#### 任务说明 1
根据关于云居寺的节选,云居寺是在哪一年被列入全国重点文物保护单位的?

#### 所给节选
**********

出差北京时,专程赴70公里外的房山县,参观了着名古刹云居寺。
早在1961年,云居寺就被列入全国重点文物保护单位。据说寺内还珍藏有佛祖的两颗肉舍利,与北京八大处的佛牙舍利、西安法门寺的佛指舍利并称为“海内三宝”。然而,由于地处偏远,此地的旅游一向寂寞,许多北京人都未闻其名,外地游客更是寥寥。寺内殿堂大都是上世纪80年代后修复的,规模也不宏大,起初参观时难免有些扫兴。后听了相关介绍,到地宫里看了石经,再爬上寺外的石经山参观了藏经洞,这才一次次被震撼,且久久地陷于恍惚中。
云居寺是世界上收藏石经最多的寺庙。所谓“石经”,就是刻在石头上的经文。古人认为纸帛书经会轻易遭毁,镌刻于石才能永存于世。早在汉代,人们就已将儒家经典镌刻石上,到了北齐,则出现了第一块石刻佛经。云居寺所藏石经又称房山石经,创刻于隋朝,延续至明代,其间师徒相传,代代接替,共经历6个朝代、1000多年时间。目前已发现的石经板有14000多块。
历代统治者对宗教信仰的态度各不相同,南北朝时期,曾出现过两次由皇帝亲自主持的大规模“灭佛”运动。一时间,庙宇被充公、僧众令还俗、佛像遭砸毁、经书化灰烬,佛教蒙受了灭顶之灾。没有经书,信徒们就无法念经拜佛,就会失去信仰。于是,便有僧人特地将佛经刻在石上,存入洞中,以俟灾难过后取出,作为底本拓印,以免失传。

**********

(物体位置标注数据)

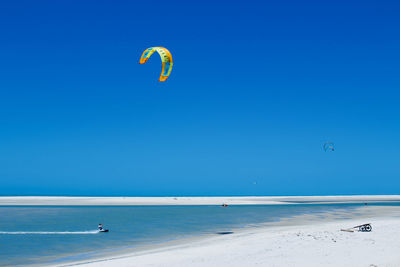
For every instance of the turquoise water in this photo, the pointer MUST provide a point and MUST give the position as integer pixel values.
(32, 235)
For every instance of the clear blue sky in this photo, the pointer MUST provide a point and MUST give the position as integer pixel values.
(256, 89)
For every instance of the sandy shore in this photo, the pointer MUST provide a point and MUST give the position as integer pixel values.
(308, 240)
(131, 201)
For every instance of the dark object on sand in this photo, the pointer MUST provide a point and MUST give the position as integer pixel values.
(361, 228)
(224, 233)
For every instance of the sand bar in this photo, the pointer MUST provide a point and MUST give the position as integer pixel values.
(137, 201)
(306, 240)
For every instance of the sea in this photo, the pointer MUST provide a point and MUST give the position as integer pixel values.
(61, 234)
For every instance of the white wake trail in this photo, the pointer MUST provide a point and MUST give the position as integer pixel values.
(51, 233)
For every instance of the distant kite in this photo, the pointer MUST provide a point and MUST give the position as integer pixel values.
(166, 59)
(329, 146)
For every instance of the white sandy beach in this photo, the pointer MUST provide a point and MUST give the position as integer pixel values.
(308, 240)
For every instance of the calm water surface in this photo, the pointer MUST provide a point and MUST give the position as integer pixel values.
(35, 235)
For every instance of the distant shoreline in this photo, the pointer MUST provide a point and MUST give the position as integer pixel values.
(171, 201)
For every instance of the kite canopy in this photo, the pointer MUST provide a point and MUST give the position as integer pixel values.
(329, 146)
(166, 59)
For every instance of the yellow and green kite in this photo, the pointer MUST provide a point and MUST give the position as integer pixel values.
(166, 59)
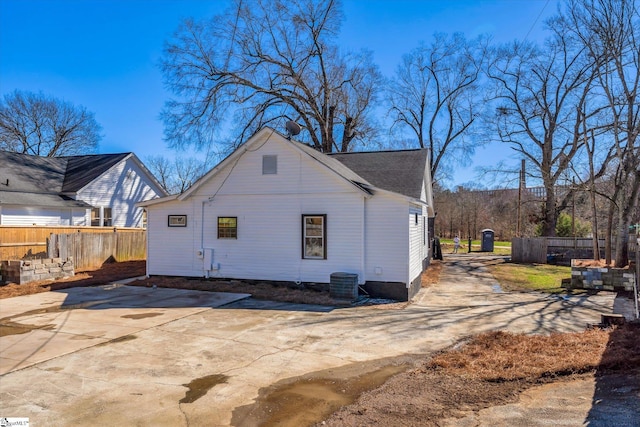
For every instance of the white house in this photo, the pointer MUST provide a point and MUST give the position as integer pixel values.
(98, 190)
(278, 210)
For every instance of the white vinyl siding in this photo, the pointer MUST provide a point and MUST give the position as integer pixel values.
(120, 188)
(416, 238)
(365, 234)
(269, 212)
(170, 250)
(387, 252)
(20, 215)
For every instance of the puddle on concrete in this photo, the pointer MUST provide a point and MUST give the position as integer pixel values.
(140, 316)
(200, 386)
(312, 398)
(124, 338)
(12, 328)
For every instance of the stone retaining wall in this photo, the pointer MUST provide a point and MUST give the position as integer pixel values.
(602, 278)
(25, 271)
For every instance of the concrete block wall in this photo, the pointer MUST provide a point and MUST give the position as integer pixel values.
(602, 278)
(25, 271)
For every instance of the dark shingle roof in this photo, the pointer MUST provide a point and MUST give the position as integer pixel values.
(399, 171)
(40, 181)
(81, 170)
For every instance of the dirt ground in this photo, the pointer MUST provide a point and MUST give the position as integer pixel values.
(415, 390)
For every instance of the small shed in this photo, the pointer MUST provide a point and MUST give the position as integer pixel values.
(488, 236)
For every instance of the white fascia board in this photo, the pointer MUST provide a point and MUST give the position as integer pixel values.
(156, 201)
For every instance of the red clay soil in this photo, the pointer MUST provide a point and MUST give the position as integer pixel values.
(106, 274)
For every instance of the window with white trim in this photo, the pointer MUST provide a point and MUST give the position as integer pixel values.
(227, 227)
(269, 164)
(314, 236)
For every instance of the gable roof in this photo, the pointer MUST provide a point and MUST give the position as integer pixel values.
(47, 181)
(398, 171)
(261, 137)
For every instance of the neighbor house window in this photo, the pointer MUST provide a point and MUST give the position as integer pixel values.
(227, 227)
(177, 220)
(106, 217)
(269, 165)
(314, 236)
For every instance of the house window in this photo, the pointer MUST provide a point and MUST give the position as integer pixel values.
(177, 220)
(106, 217)
(227, 227)
(269, 165)
(314, 236)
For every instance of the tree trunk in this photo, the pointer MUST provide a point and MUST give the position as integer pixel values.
(594, 223)
(550, 215)
(624, 221)
(609, 235)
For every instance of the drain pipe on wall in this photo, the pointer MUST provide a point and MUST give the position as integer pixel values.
(635, 286)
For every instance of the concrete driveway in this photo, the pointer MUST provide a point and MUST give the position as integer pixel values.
(122, 355)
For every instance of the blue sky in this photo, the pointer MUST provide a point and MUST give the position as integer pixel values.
(103, 54)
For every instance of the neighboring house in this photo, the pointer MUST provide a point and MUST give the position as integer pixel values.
(279, 210)
(92, 190)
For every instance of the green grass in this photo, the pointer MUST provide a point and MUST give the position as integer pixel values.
(531, 277)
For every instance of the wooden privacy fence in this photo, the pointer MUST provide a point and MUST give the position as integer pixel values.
(92, 250)
(539, 249)
(529, 250)
(30, 242)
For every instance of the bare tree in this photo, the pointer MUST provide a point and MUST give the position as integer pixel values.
(610, 31)
(264, 60)
(177, 175)
(434, 95)
(541, 95)
(33, 123)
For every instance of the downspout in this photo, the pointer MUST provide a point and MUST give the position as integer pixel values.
(363, 248)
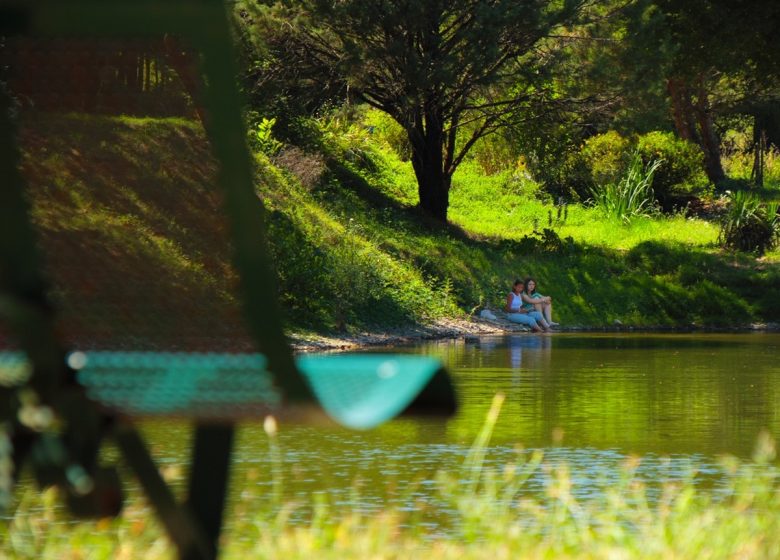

**********

#### 任务说明 2
在上面的记录中找出所有含有字符串“wall”的行,并逐行照抄下来。匹配时区分大小写。

#### 结果 1
1961年。

#### 结果 2
For every instance of the stone retaining wall in this photo, the pointer MUST provide a point and MUST give the position as integer pixel values.
For every instance of the concrete block wall in this photo, the pointer MUST provide a point and MUST give the position as integer pixel values.
For every instance of the drain pipe on wall in this photo, the pointer MUST provide a point and MUST give the position as integer pixel values.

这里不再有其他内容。